Actions to take:
- a) Render into French the following sentence from the article on the biotechnology industry's planting moratorium: "The altered genes in StarLink corn merely made the plant more resistant to insects."
- b) Write the next few paragraphs of the article on the biotechnology industry's planting moratorium, picking up after its final sentence.

Source document:

-.-.-

Spurred by growing fear that drugs or chemicals made in gene-altered plants will taint the food supply, the North American biotechnology industry is adopting a broad moratorium on planting certain types of crops in major food-producing regions.

The voluntary ban, which goes beyond any proposed government regulation, is designed to prevent the spread of exotic genes into field crops likely to be used for food or animal feed. Its most immediate impact will be to bar companies from planting certain types of gene-altered corn in the Midwest farm belt or from planting some types of the rape plant (from which canola oil is produced) on the Canadian prairie, but the ban could eventually apply to numerous crops and regions.

Michael J. Phillips, executive director for food and agriculture at the Biotechnology Industry Organization, outlined the new policy in an interview yesterday. The Washington organization, the trade group of the North American biotechnology industry, formally adopted the plan several days ago, after more than a year of intensive discussions. Word of it has been filtering out to interested groups, but the policy has not previously been disclosed to the public.

Though the policy is voluntary, a dozen companies in the United States and Canada that are trying to produce pharmaceuticals and industrial chemicals in plants have endorsed it, and newcomers would be likely to face strong industry pressure to go along. "If you are in the Midwest corn belt with a test plot today, you will not be there as a BIO member company in 2003," Phillips said.

The policy, he added, is designed to prevent a recurrence of the debacle that struck the food and biotechnology industries two years ago. Genetically engineered StarLink corn, approved only as animal feed, wound up in taco shells and other food products. No illness was convincingly attributed to the contamination, but recalling the tainted products cost companies hundreds of millions of dollars.

The altered genes in StarLink corn merely made the plant more resistant to insects. Biotech companies have far more ambitious plans: They say plants hold enormous promise as factories for producing drugs. Tests have already shown that human genes inserted into the plants can prompt them to make large quantities of medically useful proteins, which can then be refined and bottled like any other drug. Companies are preparing to test treatments made this way for herpes virus, respiratory disease and a host of other ailments. Useful industrial compounds could be made cheaply by the same techniques.

But there's growing fear, among environmentalists, food producers and even many biotechnology companies, that the exotic genes in these plants could spread to food crops on nearby farms as pollen is transferred by wind or insects. The industry fears that the ensuing public-relations disaster -- "your heart medicine in my cornflakes," in a common catchphrase -- would kill the technology.

"I think we can all agree that this industry cannot afford StarLink II," said Michael H. Pauly, executive director of biotechnology for Epicyte Pharmaceutical Inc. of San Diego, which is a year away from testing a herpes drug grown in corn. "One incident like that is unacceptable. It's going to require a certain standard of behavior from the entire industry."

-.-.-

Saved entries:
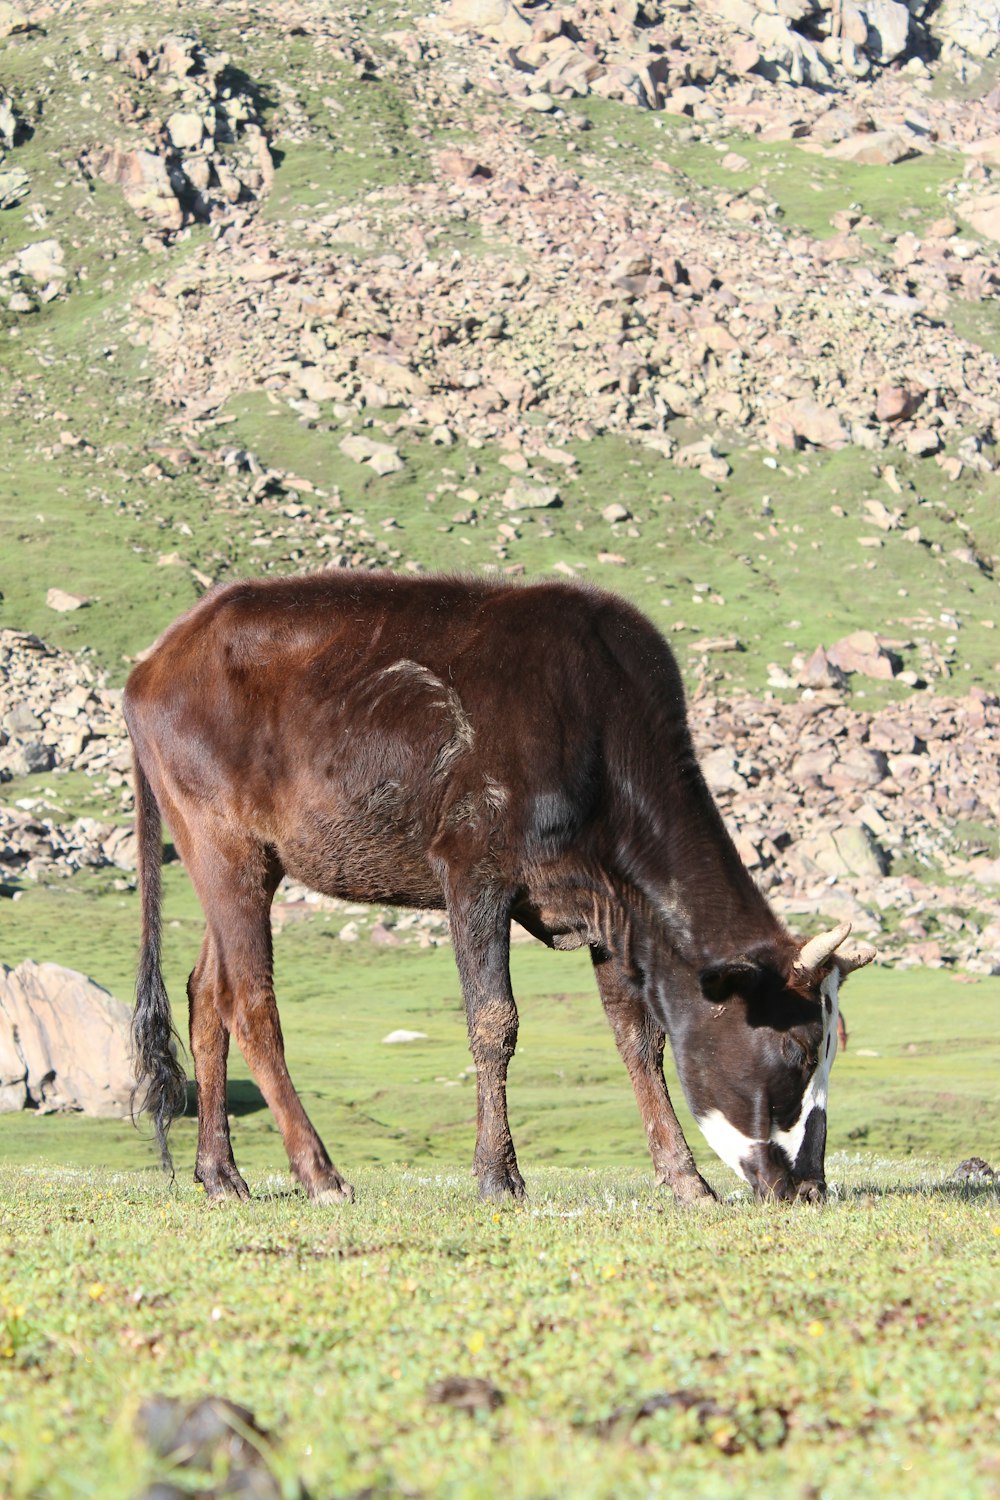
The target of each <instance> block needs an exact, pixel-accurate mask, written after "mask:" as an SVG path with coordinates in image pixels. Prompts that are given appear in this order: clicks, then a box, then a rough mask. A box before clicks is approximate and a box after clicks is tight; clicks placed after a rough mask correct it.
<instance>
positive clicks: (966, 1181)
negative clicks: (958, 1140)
mask: <svg viewBox="0 0 1000 1500" xmlns="http://www.w3.org/2000/svg"><path fill="white" fill-rule="evenodd" d="M996 1176H997V1173H996V1172H994V1170H993V1167H991V1166H990V1163H988V1161H984V1160H982V1157H969V1158H967V1161H960V1163H958V1166H957V1167H955V1170H954V1172H952V1178H955V1181H957V1182H994V1181H996Z"/></svg>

-.-.-

Answers by item number:
- a) Les gènes modifiés du maïs StarLink rendaient simplement la plante plus résistante aux insectes.

- b)
A company in Texas is already making an industrial enzyme in corn. But no human drug made this way has come to market, and few companies have gotten past test plantings. For that reason, the policy's near-term impact should be limited, forcing companies to move test plots of gene-altered corn from the Midwest, where a handful were planted this season, to states like Arizona and Hawaii, where corn is not a significant food crop.

The bigger impact is likely to come over the next three to five years, as companies draw up plans for commercializing drugs now in the early stages of development. While the moratorium could steer projects to some states, others -- particularly the corn states of the Midwest -- are likely to lose small but valuable drug facilities that they had counted in their long-range economic plans. Already, midwestern secretaries of agriculture who know about the new policy have expressed reservations to BIO.

At the other end of the spectrum, many environmental groups are likely to find the voluntary action insufficient. A coalition of these groups, while acknowledging that the technology holds potential for human health, has called for producing gene-altered food plants only inside strictly segregated buildings, or making drugs only in plants never used as food.

"I'm sure the industry is feeling great about this policy, but I still think it's pretty weak," said Matt Rand, biotechnology campaign manager at the National Environmental Trust in Washington. He said the public should be especially concerned about a new technology when "even the industry lobby group recognizes that there's a problem."

The U.S. Food and Drug Administration and Department of Agriculture and their counterparts in Canada have been devising policies to manage the risk the crops will pose. Generally, the rules are aimed at separating the biotech crops from field crops enough to prevent gene transfer.

The BIO moratorium goes beyond these government requirements, but it does permit continued field tests in many states. It bans plantings only in regions where a particular crop is of considerable economic importance, as measured by the USDA, and is also prone to spreading its genes around. Corn and the canola plant are among the most promiscuous plants in this way.

To dodge the contamination problem, some biotech companies have already switched to more controllable plants, such as safflower, that are planted only in limited quantity in North America and that don't readily spread pollen.